Stored data entries

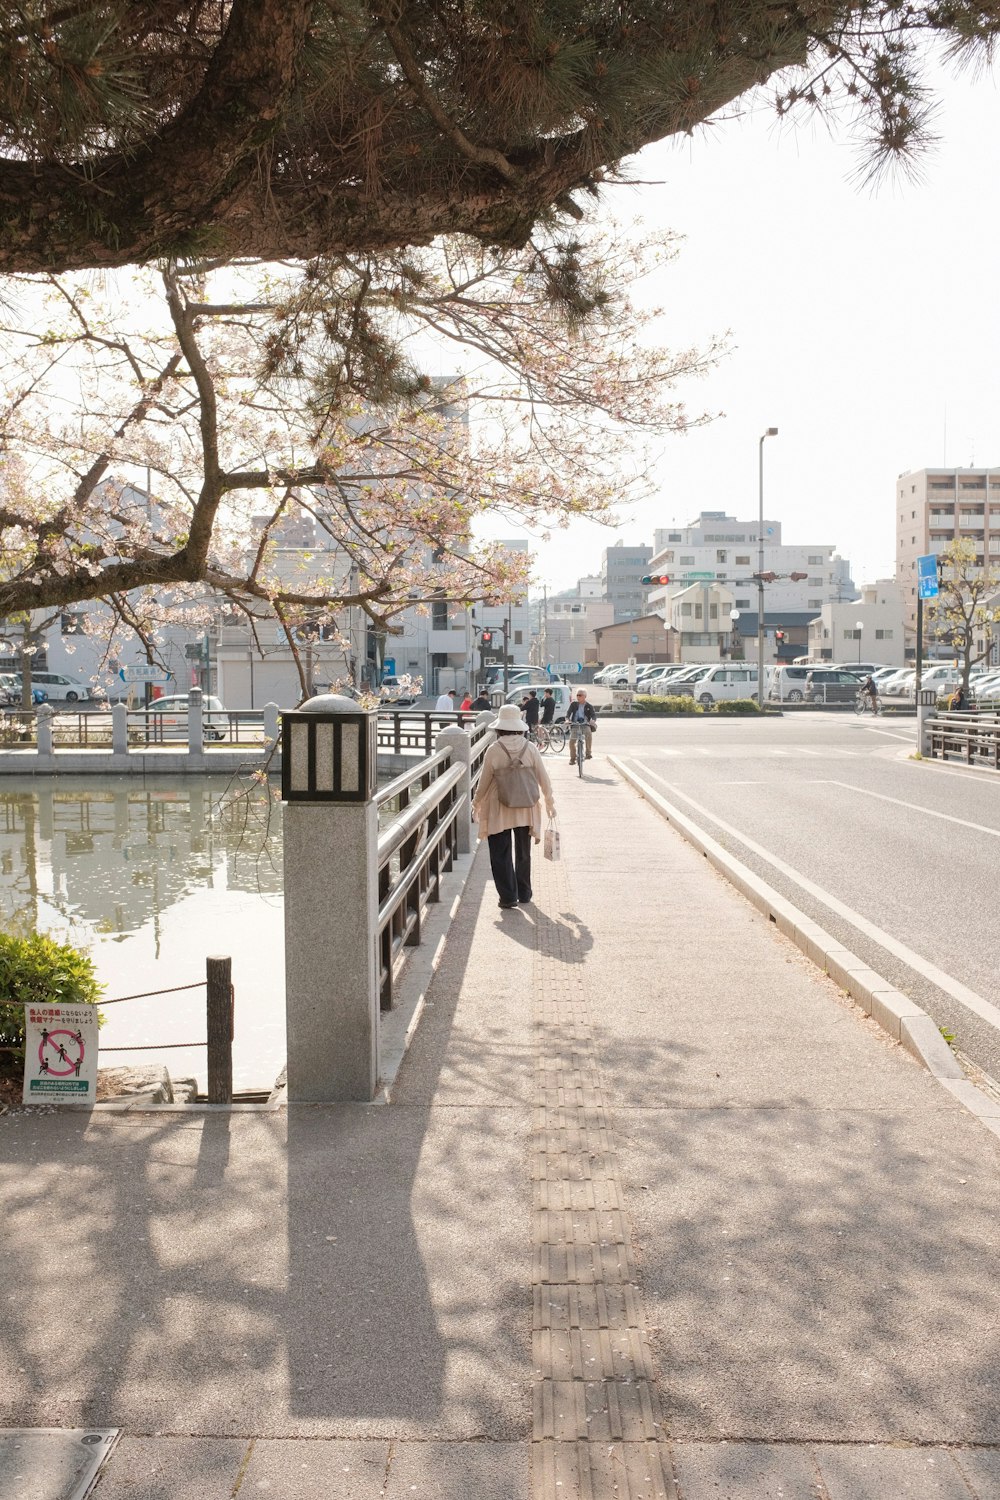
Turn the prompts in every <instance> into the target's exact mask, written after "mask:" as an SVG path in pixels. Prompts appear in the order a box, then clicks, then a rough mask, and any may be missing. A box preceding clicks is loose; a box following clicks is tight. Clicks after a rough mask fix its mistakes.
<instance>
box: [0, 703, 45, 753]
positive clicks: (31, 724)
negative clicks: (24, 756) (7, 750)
mask: <svg viewBox="0 0 1000 1500" xmlns="http://www.w3.org/2000/svg"><path fill="white" fill-rule="evenodd" d="M36 748H37V714H36V712H34V709H30V708H28V709H22V708H4V709H1V711H0V750H36Z"/></svg>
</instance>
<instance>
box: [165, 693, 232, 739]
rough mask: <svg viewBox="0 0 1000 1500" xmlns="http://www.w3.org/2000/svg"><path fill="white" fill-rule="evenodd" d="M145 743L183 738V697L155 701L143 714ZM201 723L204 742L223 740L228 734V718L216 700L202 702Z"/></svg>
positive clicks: (183, 726) (180, 695) (218, 700)
mask: <svg viewBox="0 0 1000 1500" xmlns="http://www.w3.org/2000/svg"><path fill="white" fill-rule="evenodd" d="M145 723H147V735H148V739H150V741H151V742H153V744H156V742H159V741H160V739H186V738H187V693H177V694H175V696H174V697H156V699H154V700H153V702H151V703H150V706H148V708H147V709H145ZM201 723H202V727H204V732H205V739H225V736H226V733H228V730H229V717H228V714H226V709H225V708H223V706H222V702H220V700H219V699H217V697H202V700H201Z"/></svg>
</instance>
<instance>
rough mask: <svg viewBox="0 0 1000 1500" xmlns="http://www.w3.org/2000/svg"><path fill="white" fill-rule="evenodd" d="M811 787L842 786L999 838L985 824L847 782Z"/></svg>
mask: <svg viewBox="0 0 1000 1500" xmlns="http://www.w3.org/2000/svg"><path fill="white" fill-rule="evenodd" d="M810 784H811V786H843V787H844V790H846V792H858V795H859V796H874V798H876V799H877V801H879V802H894V804H895V805H897V807H909V808H910V810H912V811H915V813H924V814H925V816H927V817H940V819H942V822H946V823H958V825H960V826H961V828H975V831H976V832H979V834H990V837H991V838H1000V828H987V825H985V823H972V822H970V820H969V819H967V817H955V816H954V814H952V813H937V811H934V808H933V807H921V804H919V802H904V801H903V798H901V796H888V795H886V793H885V792H870V790H868V787H867V786H852V784H850V783H849V781H813V783H810Z"/></svg>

WHAT THIS TASK INVOLVES = Only the pictures are to be excluded; all other parts of the records above are to be given exactly.

ANSWER TO THE PROBLEM =
Turn the prompts in every <instance> into the target's exact mask, written after "mask:" as an SVG path in pixels. Prompts appear in the order a box, then clicks, then a rough mask, and any may be missing. A box preceding clicks is loose; a box following clicks is tight. Clicks after a rough mask fix its mistakes.
<instance>
box: [0, 703, 45, 753]
positive clicks: (31, 724)
negative clicks: (24, 756) (7, 750)
mask: <svg viewBox="0 0 1000 1500" xmlns="http://www.w3.org/2000/svg"><path fill="white" fill-rule="evenodd" d="M36 748H37V714H36V712H34V709H30V708H28V709H22V708H4V709H1V711H0V750H36Z"/></svg>
</instance>
<instance>
box: [165, 693, 232, 739]
rough mask: <svg viewBox="0 0 1000 1500" xmlns="http://www.w3.org/2000/svg"><path fill="white" fill-rule="evenodd" d="M145 743L183 738V697L155 701L143 714ZM201 723L204 742L223 740L228 734V718L216 700L202 702Z"/></svg>
positive clicks: (183, 726) (180, 695) (218, 700)
mask: <svg viewBox="0 0 1000 1500" xmlns="http://www.w3.org/2000/svg"><path fill="white" fill-rule="evenodd" d="M145 723H147V735H148V739H150V741H151V742H153V744H156V742H159V741H160V739H186V738H187V693H177V694H175V696H174V697H156V699H154V700H153V702H151V703H150V706H148V708H147V709H145ZM201 723H202V727H204V732H205V739H225V736H226V733H228V730H229V717H228V714H226V709H225V708H223V706H222V702H220V700H219V699H217V697H202V700H201Z"/></svg>
</instance>
<instance>
rough mask: <svg viewBox="0 0 1000 1500" xmlns="http://www.w3.org/2000/svg"><path fill="white" fill-rule="evenodd" d="M811 787L842 786L999 838L985 824L847 782Z"/></svg>
mask: <svg viewBox="0 0 1000 1500" xmlns="http://www.w3.org/2000/svg"><path fill="white" fill-rule="evenodd" d="M810 784H811V786H843V787H844V790H846V792H858V795H859V796H874V798H876V799H877V801H879V802H894V804H895V805H897V807H909V808H910V810H912V811H915V813H924V814H925V816H927V817H940V819H942V822H946V823H958V825H960V826H961V828H975V831H976V832H979V834H990V837H991V838H1000V828H987V825H985V823H972V822H970V820H969V819H967V817H955V816H954V814H952V813H937V811H934V808H933V807H921V804H919V802H904V801H903V798H901V796H888V795H886V793H885V792H870V790H868V787H867V786H852V784H850V783H849V781H813V783H810Z"/></svg>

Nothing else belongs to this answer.